* Page excerpt
· · · · ·

We have no requirement to remit funds from our foreign locations to the United States. We will continue to explore opportunities to remit additional funds, taking into consideration the working capital requirements and relevant tax rules in each jurisdiction. When we are unable to remit funds back without incurring a penalty, we will consider these funds indefinitely reinvested until such time as these restrictions are changed. As a result, we do not record U.S. deferred income taxes on any funds held in foreign jurisdictions. We have not attempted to calculate our potential liability from any transfer of these funds, as any such transaction might include tax planning strategies that we have not fully explored. Accordingly, it is not possible to estimate the potential tax obligations if we were to remit all of our funds from foreign locations to the United States.

Free Cash Flow (Non-GAAP)

Table MD&A 17: Free Cash Flow (Non-GAAP)
For the Six Months Ended
March 31, 2026 March 31, 2025
(in thousands)
Net cash used in operating activities $ (54,876) (37,282)
Purchases of property and equipment and capitalized software (16,772) (40,198)

· · · · ·

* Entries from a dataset

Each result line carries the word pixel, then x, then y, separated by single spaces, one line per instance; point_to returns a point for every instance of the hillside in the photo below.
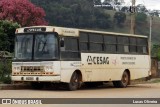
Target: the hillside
pixel 82 14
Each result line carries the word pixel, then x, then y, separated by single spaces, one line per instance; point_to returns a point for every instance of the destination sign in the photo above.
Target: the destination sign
pixel 36 29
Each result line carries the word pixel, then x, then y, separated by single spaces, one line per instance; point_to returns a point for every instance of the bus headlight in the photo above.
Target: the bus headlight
pixel 48 68
pixel 16 69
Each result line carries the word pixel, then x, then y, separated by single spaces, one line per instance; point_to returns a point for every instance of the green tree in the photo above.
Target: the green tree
pixel 141 18
pixel 119 18
pixel 7 35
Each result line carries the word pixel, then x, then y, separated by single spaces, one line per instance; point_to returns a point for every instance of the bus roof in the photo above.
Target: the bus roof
pixel 63 31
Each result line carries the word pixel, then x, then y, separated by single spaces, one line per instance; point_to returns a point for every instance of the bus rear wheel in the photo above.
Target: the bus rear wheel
pixel 74 82
pixel 123 82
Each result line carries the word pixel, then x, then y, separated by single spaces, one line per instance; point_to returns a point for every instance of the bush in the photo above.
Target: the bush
pixel 5 71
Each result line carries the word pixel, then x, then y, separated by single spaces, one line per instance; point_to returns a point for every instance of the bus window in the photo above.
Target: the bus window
pixel 133 45
pixel 95 42
pixel 110 43
pixel 142 45
pixel 84 42
pixel 123 44
pixel 71 48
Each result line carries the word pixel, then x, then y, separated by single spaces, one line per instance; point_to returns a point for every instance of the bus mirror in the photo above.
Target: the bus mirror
pixel 62 42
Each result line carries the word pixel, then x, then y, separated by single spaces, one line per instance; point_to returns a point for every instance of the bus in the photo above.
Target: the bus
pixel 50 54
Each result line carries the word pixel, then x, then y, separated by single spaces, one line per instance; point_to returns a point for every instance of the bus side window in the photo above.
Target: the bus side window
pixel 123 44
pixel 133 45
pixel 96 42
pixel 84 45
pixel 71 49
pixel 110 43
pixel 142 45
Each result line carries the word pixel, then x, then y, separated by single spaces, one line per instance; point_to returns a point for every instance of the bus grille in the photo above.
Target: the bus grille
pixel 32 68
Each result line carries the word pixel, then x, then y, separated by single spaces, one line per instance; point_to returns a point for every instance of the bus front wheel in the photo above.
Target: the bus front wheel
pixel 123 82
pixel 74 82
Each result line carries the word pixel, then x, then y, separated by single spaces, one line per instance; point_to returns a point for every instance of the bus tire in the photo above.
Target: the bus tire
pixel 37 85
pixel 124 81
pixel 74 82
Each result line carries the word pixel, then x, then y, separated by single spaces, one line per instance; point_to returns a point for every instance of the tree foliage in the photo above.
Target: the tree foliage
pixel 22 11
pixel 7 35
pixel 75 13
pixel 119 18
pixel 141 18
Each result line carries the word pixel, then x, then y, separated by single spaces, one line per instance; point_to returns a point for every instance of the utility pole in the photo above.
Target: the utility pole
pixel 132 30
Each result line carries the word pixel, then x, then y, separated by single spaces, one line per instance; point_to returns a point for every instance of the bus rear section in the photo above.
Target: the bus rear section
pixel 48 54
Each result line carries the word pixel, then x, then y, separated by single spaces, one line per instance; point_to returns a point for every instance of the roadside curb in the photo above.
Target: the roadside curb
pixel 13 86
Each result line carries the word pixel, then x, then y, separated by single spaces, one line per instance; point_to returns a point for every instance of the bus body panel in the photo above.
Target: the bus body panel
pixel 107 67
pixel 67 69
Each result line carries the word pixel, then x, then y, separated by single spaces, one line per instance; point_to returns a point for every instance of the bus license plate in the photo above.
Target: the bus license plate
pixel 29 78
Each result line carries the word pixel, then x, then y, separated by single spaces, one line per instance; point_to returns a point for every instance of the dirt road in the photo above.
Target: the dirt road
pixel 134 91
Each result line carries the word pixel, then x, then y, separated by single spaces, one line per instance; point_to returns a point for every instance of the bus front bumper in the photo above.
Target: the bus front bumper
pixel 37 78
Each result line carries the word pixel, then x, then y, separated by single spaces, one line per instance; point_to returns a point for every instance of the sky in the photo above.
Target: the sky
pixel 150 4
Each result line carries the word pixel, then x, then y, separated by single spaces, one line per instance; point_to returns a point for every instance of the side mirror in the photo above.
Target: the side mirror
pixel 62 42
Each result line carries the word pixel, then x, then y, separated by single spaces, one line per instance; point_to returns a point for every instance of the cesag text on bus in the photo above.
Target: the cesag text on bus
pixel 48 54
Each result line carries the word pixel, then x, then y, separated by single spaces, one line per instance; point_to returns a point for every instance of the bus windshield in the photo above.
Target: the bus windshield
pixel 43 46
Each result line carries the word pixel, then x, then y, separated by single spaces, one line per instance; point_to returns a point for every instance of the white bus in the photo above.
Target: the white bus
pixel 75 56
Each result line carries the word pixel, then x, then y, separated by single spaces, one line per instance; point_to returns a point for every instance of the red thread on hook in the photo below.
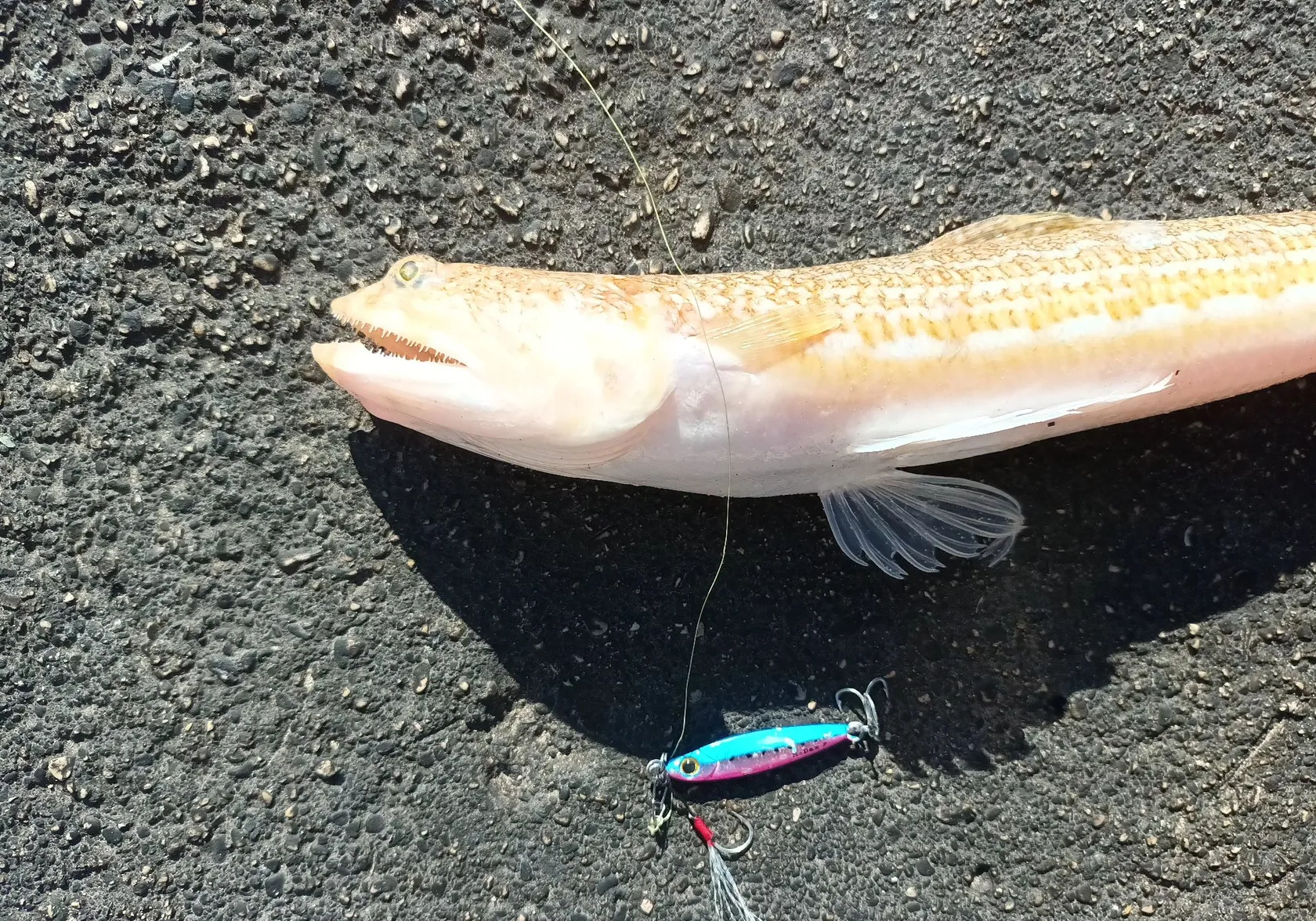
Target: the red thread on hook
pixel 704 833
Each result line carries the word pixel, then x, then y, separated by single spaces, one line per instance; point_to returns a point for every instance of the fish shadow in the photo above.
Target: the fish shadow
pixel 588 592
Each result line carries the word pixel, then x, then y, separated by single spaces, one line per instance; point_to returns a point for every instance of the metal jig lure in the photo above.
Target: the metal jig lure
pixel 740 757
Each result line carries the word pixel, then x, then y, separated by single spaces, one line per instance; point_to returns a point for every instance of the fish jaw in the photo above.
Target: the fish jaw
pixel 549 370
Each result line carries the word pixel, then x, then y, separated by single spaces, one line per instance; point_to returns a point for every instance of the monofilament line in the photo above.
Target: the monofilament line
pixel 708 346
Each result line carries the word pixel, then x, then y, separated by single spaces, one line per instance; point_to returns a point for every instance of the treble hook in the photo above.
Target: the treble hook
pixel 859 731
pixel 660 791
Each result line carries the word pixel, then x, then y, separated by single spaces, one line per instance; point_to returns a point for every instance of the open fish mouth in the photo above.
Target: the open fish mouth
pixel 382 341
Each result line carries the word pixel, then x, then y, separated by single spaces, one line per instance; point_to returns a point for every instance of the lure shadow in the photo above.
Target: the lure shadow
pixel 588 591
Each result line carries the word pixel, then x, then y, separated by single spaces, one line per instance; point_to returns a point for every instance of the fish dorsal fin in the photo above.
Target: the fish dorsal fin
pixel 770 337
pixel 1012 228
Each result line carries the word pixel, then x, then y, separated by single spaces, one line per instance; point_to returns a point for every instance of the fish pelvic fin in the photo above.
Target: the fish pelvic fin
pixel 902 518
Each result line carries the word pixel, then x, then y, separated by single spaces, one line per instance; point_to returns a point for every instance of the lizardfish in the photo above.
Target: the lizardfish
pixel 834 379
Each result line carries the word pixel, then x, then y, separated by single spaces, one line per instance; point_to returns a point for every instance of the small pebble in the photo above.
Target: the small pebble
pixel 266 262
pixel 703 226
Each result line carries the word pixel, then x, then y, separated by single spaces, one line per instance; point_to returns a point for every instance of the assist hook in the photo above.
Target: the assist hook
pixel 869 729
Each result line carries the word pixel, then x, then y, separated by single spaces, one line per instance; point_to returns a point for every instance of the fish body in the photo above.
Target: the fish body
pixel 834 379
pixel 757 752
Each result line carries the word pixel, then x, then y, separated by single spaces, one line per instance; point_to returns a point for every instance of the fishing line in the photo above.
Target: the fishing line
pixel 708 346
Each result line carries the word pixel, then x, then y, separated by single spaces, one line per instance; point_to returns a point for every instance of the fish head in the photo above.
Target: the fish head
pixel 549 370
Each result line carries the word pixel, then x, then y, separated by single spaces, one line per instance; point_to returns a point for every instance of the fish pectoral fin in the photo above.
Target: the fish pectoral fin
pixel 983 427
pixel 915 515
pixel 770 337
pixel 1011 226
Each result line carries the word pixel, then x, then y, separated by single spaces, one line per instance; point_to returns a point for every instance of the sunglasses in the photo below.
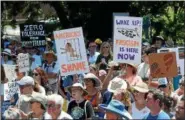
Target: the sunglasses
pixel 35 74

· · · · ·

* Stated goal A
Rewrite the stretch of the filing excerpt from "For the Six" through "software (16,772) (40,198)", changing "Purchases" to "Acquisitions".
* Stated goal B
Decide whether each statement agrees with the filing excerpt, and answer yes or no along with the words of the excerpt that settle it: (i) The company records U.S. deferred income taxes on funds held in foreign jurisdictions. (ii) The company is required to remit funds from its foreign locations to the United States. (iii) The company has not attempted to calculate its potential liability from transferring these funds.
* Stated goal C
Carry on writing the filing excerpt from the point where it stops.
The items have nothing to do with the filing excerpt.

* Output A
For the Six Months Ended
March 31, 2026 March 31, 2025
(in thousands)
Net cash used in operating activities $ (54,876) (37,282)
Acquisitions of property and equipment and capitalized software (16,772) (40,198)

* Output B
(i) No: "we do not record U.S. deferred income taxes on any funds held in foreign jurisdictions."
(ii) No: "We have no requirement to remit funds from our foreign locations to the United States."
(iii) Yes: "We have not attempted to calculate our potential liability from any transfer of these funds."

* Output C
Free cash flow (Non-GAAP) $ (71,648) $ (77,480)

Critical Accounting Policies and Estimates

The preparation of financial statements in conformity with accounting principles generally accepted in the U.S. requires us to make estimates, judgments, and assumptions that affect the amounts reported. Actual results could differ from those estimates. Our Annual Report on Form 10-K, filed with the SEC on November 20, 2025, includes a summary of critical accounting policies we believe are the most important to aid in understanding our financial results. There have been no changes to those critical accounting policies that have had a material impact on our reported amounts of assets, liabilities, revenues, or expenses during the six months ended March 31, 2026.

Non-GAAP and Other Measures

We utilize non-GAAP measures where we believe it will assist users of our financial statements in understanding our business. The presentation of these measures is meant to complement, but not replace, other financial measures in this document. The presentation of non-GAAP numbers is not meant to be considered in isolation, nor as an alternative to revenue growth, net cash used in operating activities, operating income, net income, or earnings per share as measures of performance or liquidity. These non-GAAP measures, as determined and presented by us, may not be comparable to related or similarly titled measures presented by other companies.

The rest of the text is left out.